--- SOURCE INFORMATION Enclosed Below ---
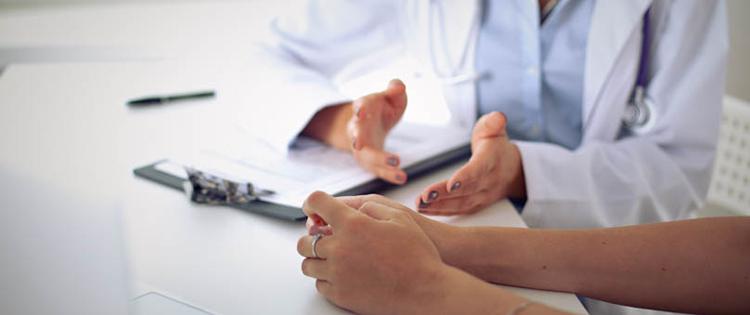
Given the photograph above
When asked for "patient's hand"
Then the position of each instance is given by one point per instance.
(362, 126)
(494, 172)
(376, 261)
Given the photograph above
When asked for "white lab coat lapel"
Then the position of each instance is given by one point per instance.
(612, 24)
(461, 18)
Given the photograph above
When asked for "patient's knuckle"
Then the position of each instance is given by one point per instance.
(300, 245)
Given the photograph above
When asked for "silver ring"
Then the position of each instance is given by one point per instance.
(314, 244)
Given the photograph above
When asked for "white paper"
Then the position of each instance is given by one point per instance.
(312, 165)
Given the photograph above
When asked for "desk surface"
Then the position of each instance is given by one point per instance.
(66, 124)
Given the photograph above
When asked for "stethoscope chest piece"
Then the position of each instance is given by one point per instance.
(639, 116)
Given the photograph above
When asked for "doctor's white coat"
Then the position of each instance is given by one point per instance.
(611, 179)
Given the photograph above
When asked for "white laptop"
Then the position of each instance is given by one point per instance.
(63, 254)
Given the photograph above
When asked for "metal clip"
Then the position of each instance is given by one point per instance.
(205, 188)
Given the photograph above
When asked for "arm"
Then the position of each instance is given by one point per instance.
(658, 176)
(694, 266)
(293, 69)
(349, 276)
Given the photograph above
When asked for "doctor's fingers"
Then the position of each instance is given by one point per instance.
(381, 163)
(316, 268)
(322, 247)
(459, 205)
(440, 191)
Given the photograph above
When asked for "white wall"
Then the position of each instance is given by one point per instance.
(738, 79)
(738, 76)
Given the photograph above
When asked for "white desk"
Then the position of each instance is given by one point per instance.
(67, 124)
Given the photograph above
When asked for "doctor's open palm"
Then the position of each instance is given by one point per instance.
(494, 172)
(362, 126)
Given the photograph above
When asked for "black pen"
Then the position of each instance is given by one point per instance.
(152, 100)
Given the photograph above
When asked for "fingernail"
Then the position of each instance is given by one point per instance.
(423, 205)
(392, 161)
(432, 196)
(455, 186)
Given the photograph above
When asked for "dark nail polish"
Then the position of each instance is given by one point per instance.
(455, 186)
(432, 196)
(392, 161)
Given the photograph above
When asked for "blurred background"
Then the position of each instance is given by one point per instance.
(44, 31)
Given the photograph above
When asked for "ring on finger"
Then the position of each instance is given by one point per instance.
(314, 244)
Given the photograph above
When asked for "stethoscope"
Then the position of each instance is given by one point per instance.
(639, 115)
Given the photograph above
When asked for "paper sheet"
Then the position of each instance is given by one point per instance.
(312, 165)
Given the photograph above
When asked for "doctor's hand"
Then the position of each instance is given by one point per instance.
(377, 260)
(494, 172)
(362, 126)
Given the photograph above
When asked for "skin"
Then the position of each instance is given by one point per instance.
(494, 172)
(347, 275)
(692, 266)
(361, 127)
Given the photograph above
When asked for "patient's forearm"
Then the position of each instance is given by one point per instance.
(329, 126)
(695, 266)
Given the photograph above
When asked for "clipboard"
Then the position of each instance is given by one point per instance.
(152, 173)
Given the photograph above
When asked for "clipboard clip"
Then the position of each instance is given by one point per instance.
--- End of Enclosed SOURCE INFORMATION ---
=== ABOUT THIS EXERCISE ===
All of the entries need to be copied exactly, minus any pictures.

=== SOLUTION TO THIS EXERCISE ===
Given the photograph above
When asked for "patient's hand"
Then the position of each instance is given by one point per instance.
(362, 126)
(494, 172)
(376, 261)
Given the photograph above
When asked for "white lab coat lapel"
Then the position of each instance is given by one point per instance.
(612, 24)
(461, 18)
Given the photograph above
When asked for "patient's knuckle"
Then the position of each instance is given by one point per instance.
(300, 245)
Given the photograph above
When asked for "silver ring"
Then the position of each instance is given by one point per instance.
(314, 244)
Given the photograph above
When asked for "white paper"
Then the position of each instance is given by one point per instance.
(312, 165)
Given the photograph above
When asked for "desk surface"
Then the position of each instance is given by one point per instance.
(66, 124)
Given the photograph above
When asked for "stethoscope chest piece"
Then the position of each instance is given by one point per instance.
(639, 116)
Given the photograph above
When asked for "doctor's white coat"
Then the position of each instance is given by one point per instance.
(611, 179)
Given the photograph above
When asked for "white laptop"
Then the position of each instance is given by one point per instance.
(63, 254)
Given the photograph above
When asked for "metal clip"
Then the position of each instance is given by one point per instance.
(205, 188)
Given the photograph above
When asked for "arm"
Then the position of each instance is given by one point per instance.
(658, 176)
(694, 266)
(293, 69)
(349, 276)
Given the photograph above
When asked for "doctor's fingers"
Then the position of each instance is given by one point per instance.
(381, 163)
(316, 268)
(322, 247)
(459, 205)
(440, 191)
Given the photograph above
When asked for "white wall"
Then the position of each instance is given by one point per instance.
(738, 79)
(738, 76)
Given the photograph above
When asked for "white desk"
Then the position of each instance is given by one point per instance.
(67, 124)
Given the photograph above
When asked for "doctor's open palm"
Then the position of each instance is given by one point per instance.
(494, 172)
(362, 126)
Given the photograph above
When asked for "black pen"
Then the position of each instance is given by one point per instance.
(152, 100)
Given the photograph above
When asked for "fingernail"
Then the position of each instance is given by one point per instance.
(423, 205)
(392, 161)
(432, 196)
(455, 186)
Given the photograph above
When asked for "dark nail polish"
Then the position of each instance is given by one point per instance.
(455, 186)
(432, 196)
(392, 161)
Given the photograph above
When asked for "blurred background"
Then the position of each instance is given by one point per instance.
(44, 31)
Given the photograph above
When asked for "ring on finger"
Then the position of each instance is given by one point per instance.
(314, 244)
Given the photograph above
When asked for "stethoscope"
Then the position of each instance is given by one point per instance.
(639, 115)
Given the photograph above
When asked for "paper sheet"
Then the position of each instance is given by one point per instance.
(312, 165)
Given the photograph above
When asked for "doctor's hand"
Then the position of each instance is given by one point per instance.
(377, 260)
(494, 172)
(362, 126)
Given the photograph above
When asked for "skin"
Then the position of each instance is given by one point per instance.
(494, 172)
(347, 275)
(692, 266)
(361, 127)
Given the photograph above
When asked for "patient's forearm"
Then the position of each instance is given by one point per instance.
(329, 126)
(695, 266)
Given the photograph above
When asked for "clipboard"
Then the position of each instance is given by one point per instance.
(152, 173)
Given the photograph above
When asked for "clipboard clip"
Then the position of each instance is given by one point per instance.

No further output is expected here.